Set task:
Images excluded, repeat each entry below exactly.

# START OF Data lines

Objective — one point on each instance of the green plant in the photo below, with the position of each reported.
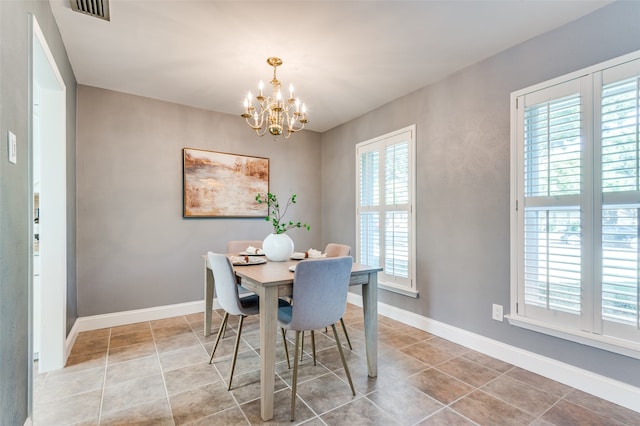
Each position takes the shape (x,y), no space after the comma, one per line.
(275,216)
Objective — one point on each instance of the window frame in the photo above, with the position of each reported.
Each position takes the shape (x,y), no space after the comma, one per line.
(379,144)
(589,331)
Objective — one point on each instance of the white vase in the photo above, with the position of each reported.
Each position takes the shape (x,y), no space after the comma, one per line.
(277,247)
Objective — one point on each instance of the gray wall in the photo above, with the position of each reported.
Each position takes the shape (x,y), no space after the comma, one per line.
(135,250)
(463,181)
(14,198)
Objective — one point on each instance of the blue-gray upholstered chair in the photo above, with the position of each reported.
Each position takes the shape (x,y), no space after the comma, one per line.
(337,250)
(319,300)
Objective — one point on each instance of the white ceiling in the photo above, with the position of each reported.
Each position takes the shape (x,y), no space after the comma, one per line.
(345,58)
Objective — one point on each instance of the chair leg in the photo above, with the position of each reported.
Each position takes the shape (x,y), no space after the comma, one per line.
(345,333)
(220,331)
(286,347)
(313,346)
(235,351)
(344,361)
(294,384)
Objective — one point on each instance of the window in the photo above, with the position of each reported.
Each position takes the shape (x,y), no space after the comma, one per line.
(385,222)
(576,195)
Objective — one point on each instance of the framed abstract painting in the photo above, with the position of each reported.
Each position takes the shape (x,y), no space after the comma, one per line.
(217,184)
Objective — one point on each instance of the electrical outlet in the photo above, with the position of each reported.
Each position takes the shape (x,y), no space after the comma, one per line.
(12,147)
(496,312)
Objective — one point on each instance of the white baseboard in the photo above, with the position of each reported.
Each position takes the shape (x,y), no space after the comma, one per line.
(116,319)
(609,389)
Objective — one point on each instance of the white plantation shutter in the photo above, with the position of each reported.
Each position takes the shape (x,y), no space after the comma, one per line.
(384,202)
(620,159)
(576,221)
(552,220)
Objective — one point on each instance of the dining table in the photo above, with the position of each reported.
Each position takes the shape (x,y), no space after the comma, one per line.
(271,280)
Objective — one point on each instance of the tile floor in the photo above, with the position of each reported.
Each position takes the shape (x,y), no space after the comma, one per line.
(157,373)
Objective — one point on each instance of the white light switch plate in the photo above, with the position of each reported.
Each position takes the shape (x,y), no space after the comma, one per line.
(13,147)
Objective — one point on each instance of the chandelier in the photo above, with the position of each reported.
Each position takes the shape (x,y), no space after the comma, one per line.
(274,114)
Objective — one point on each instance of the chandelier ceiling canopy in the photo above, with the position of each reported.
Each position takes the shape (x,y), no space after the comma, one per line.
(274,114)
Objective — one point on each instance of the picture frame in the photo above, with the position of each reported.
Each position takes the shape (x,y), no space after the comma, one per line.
(219,184)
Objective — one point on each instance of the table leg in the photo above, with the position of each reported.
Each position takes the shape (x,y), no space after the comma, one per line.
(370,309)
(268,328)
(208,298)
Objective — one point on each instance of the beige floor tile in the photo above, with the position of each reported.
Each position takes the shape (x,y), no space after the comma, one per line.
(131,352)
(487,361)
(441,386)
(171,330)
(246,387)
(133,392)
(84,407)
(131,338)
(230,417)
(537,381)
(158,373)
(201,402)
(168,322)
(358,412)
(154,413)
(134,369)
(192,376)
(405,404)
(281,410)
(325,393)
(485,409)
(567,414)
(521,395)
(602,407)
(430,352)
(446,417)
(130,328)
(64,385)
(468,371)
(176,342)
(183,357)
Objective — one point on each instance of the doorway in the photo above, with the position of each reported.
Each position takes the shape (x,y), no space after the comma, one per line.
(48,176)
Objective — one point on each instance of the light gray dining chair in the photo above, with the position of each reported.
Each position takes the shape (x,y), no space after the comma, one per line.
(320,299)
(236,246)
(230,301)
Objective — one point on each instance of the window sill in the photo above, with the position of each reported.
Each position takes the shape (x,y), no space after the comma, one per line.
(399,290)
(601,342)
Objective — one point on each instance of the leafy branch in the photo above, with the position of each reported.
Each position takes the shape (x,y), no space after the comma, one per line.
(275,216)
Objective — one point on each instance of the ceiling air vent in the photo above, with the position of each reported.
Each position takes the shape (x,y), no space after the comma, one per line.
(97,8)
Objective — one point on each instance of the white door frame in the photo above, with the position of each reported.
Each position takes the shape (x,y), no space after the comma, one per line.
(46,81)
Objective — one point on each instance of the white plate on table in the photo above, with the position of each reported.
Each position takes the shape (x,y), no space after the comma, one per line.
(245,253)
(302,256)
(246,261)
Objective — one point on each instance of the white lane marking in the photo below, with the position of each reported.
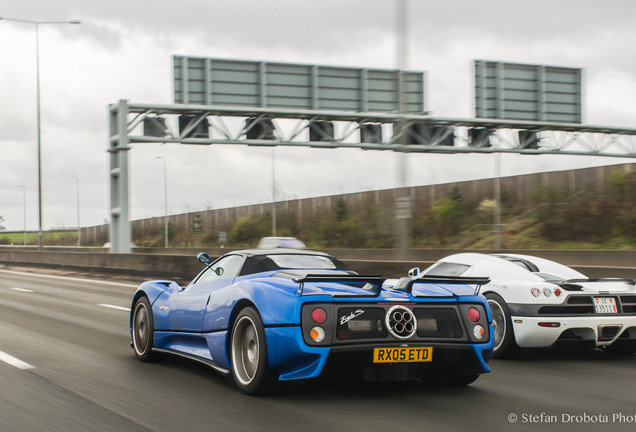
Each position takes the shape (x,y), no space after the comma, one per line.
(22,289)
(14,361)
(69,278)
(114,307)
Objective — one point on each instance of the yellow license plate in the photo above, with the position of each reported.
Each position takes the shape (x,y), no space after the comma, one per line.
(402,355)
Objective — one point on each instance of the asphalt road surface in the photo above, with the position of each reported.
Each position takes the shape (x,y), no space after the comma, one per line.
(66,365)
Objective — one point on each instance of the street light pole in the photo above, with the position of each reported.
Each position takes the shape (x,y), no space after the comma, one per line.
(78,222)
(37,90)
(24,210)
(165,201)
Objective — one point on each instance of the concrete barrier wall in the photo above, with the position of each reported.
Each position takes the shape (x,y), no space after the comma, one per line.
(182,263)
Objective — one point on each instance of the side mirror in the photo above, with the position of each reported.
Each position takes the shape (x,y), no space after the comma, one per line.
(203,258)
(414,272)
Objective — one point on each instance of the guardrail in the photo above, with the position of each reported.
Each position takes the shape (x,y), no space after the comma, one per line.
(181,263)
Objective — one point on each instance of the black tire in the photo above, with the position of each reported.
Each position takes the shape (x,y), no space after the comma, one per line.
(248,354)
(143,331)
(503,334)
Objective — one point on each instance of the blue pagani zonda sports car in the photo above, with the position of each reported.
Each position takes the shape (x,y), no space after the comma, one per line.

# END OF Data lines

Completed task:
Objective — one point on each instance of the green plant in the photo below, with the position of each reported.
Each position takes the shape (x,y), no space after the comma, one per line.
(275,216)
Objective — one point on each instance of the window frame in the photo above, with the position of each reported.
Each position takes the shape (x,y), no space after the comma, one per line.
(379,144)
(589,331)
Objective — one point on each instance of the white vase in the photo above, with the position of each reported.
Each position takes the shape (x,y), no space after the comma, one per line.
(277,247)
Objective — one point on each instance of the gray wall in the photo above, with the position of each reported.
Each position takes the shape (x,y), no space after the comma, one per line.
(135,250)
(463,181)
(14,198)
Objective — one point on each instance of the blue-gray upholstered chair in the photo above, with the position of each reported.
Each position takes the shape (x,y), no space after the comma, one per line.
(337,250)
(319,300)
Objective — one point on each instance of the white ceiling in the photo above, with the position of each reported.
Each position takes the shape (x,y), no space after the comma, one per line.
(345,58)
Objective — one point on each instance of the chair leg in the photo above, with the position of each reported.
Each position takes the shape (x,y), no space after the comma, one per line.
(345,333)
(220,331)
(286,347)
(313,346)
(235,351)
(344,361)
(294,384)
Objective — one point on each instance of the window in the photo above, with the position of each reported.
Each position takes the shape (x,y), no space after the comma, one per line.
(385,222)
(576,195)
Objective — one point on each instance of the framed abstract painting in the photo above, with the position of each reported.
Each position takes the shape (x,y), no space after the comma, one per line.
(217,184)
Objective — one point on each instance of the electrical outlet in the photo above, with the position of each reported.
Each position takes the shape (x,y), no space after the comma, one per line.
(12,147)
(496,312)
Objective — one point on each instance of the white baseboard in the photo above, with the position of each reported.
Each position takes the shape (x,y), no space after the comma, one per line.
(116,319)
(609,389)
Objective — one point on each instance of the white plantation shutter in the photo above, with the position of each reported.
Each position takes the shape (x,y), no space after the comma, one per line.
(384,202)
(620,159)
(576,221)
(552,220)
Objective — one point on each instance of the dining table in the photo above, with the position of each reported.
Each position takes the shape (x,y), no space after the comma, one per line.
(271,280)
Objective — one point on each instance of the tile floor in the photo above, with the position of each reported.
Each position takes the shape (x,y), no space after the comma, one per line.
(157,373)
Objective — one point on each instance of the white light switch plate in the photo above, with the position of each reported.
Each position takes the shape (x,y), no space after the comma, one per line.
(13,147)
Objective — one point on each instance of the chandelier in the photo above, with the position of each reported.
Each position takes the shape (x,y), no space after the comma, one per line.
(274,114)
Objective — one point on each instance of the chandelier ceiling canopy in the photo above, with the position of each reported.
Each position takes the shape (x,y), no space after the comma, one per line.
(274,114)
Objective — one point on each instance of the picture frame in the photo above, with the position of each reported.
Each position takes the shape (x,y), no space after the comma, one per line.
(219,184)
Objective — one point on each instance of the table leg in the photo above, with the position of each reported.
Each position takes the shape (x,y), no space after the comma, one per line.
(370,309)
(268,328)
(208,298)
Objective — one point on each instance of the beige floor tile in the photo above, with the position of each reported.
Each position takes the shape (x,y), no space after the comma, one per line.
(131,352)
(487,361)
(441,386)
(171,330)
(246,387)
(133,392)
(84,407)
(131,338)
(230,417)
(537,381)
(158,373)
(201,402)
(168,322)
(358,412)
(154,413)
(134,369)
(192,376)
(405,404)
(281,410)
(325,393)
(485,409)
(567,414)
(521,395)
(602,407)
(430,352)
(446,417)
(130,328)
(64,385)
(468,371)
(176,342)
(183,357)
Objective — one point on each instance of the doorway in the photo above, with the position of each reported.
Each position takes the shape (x,y), no space after the comma, one per line.
(48,176)
Objective — one point on each instance of the light gray dining chair in the photo above, with the position of each reported.
Each position takes the shape (x,y), no space after the comma, one per line.
(320,299)
(236,246)
(230,301)
Objective — one point on each instance of the window sill in the photo above, with the position of each reported.
Each position takes the shape (x,y), no space after the comma, one per line.
(399,290)
(601,342)
Objective — one point on each instance of the leafy branch in the photo above, with the position of each reported.
Each position takes the shape (x,y), no space after the comma, one per line.
(275,216)
Objective — one point on each instance of the ceiling air vent in the photo above, with the position of each reported.
Each position takes the shape (x,y), no space after the comma, one per line.
(97,8)
Objective — one point on each instance of the white door frame in the photo above, with the position of each reported.
Each position takes the shape (x,y), no space after the comma, one per line.
(46,81)
Objective — one point on each instance of the white plate on table in the photo above, with the position of each reported.
Each position takes the shape (x,y), no space after the comma, one per line.
(245,253)
(302,256)
(246,261)
Objective — one point on each instance of the white lane marking in the photo below, with the position of each reported.
Each position takes the shape (x,y), no space after the comma, one per line.
(22,289)
(14,361)
(69,278)
(114,307)
Objective — one point on each instance of the yellow license plate in the photo above, with the position of each reported.
Each position takes the shape (x,y), no space after the comma, one per line.
(402,355)
Objective — one point on each instance of the asphalt road surface in the photo above, with the position of each reported.
Each position takes the shape (x,y), no space after the comma, one per line.
(66,365)
Objective — one point on each instance of the street light pole in the photo above, with the position of each reported.
Each position takes the shape (x,y), no space after the comma, one per line.
(78,222)
(37,90)
(24,210)
(165,201)
Objective — one point on each instance of the concrete barrier wall in the photo above, with the position of each reported.
Each position takes the shape (x,y), no space after the comma, one per line.
(182,263)
Objective — one point on each instance of the side mirror in the photo above, with the position of each reported.
Each position takes the shape (x,y), no space after the comma, one per line.
(203,258)
(414,272)
Objective — one point on each instance of the guardrail in the photo above, with the position of each reported.
Each position takes the shape (x,y), no space after the comma, one per line.
(181,263)
Objective — one point on each instance of the black tire in the photo above, with the position of each reported.
Each position takes the shape (x,y), no space after the comma, one per line.
(248,354)
(143,331)
(503,334)
Objective — one point on each instance of the blue pagani zonda sports car in the photo above, with the position of each reported.
Each position takes the shape (x,y), no space after the comma, one per line.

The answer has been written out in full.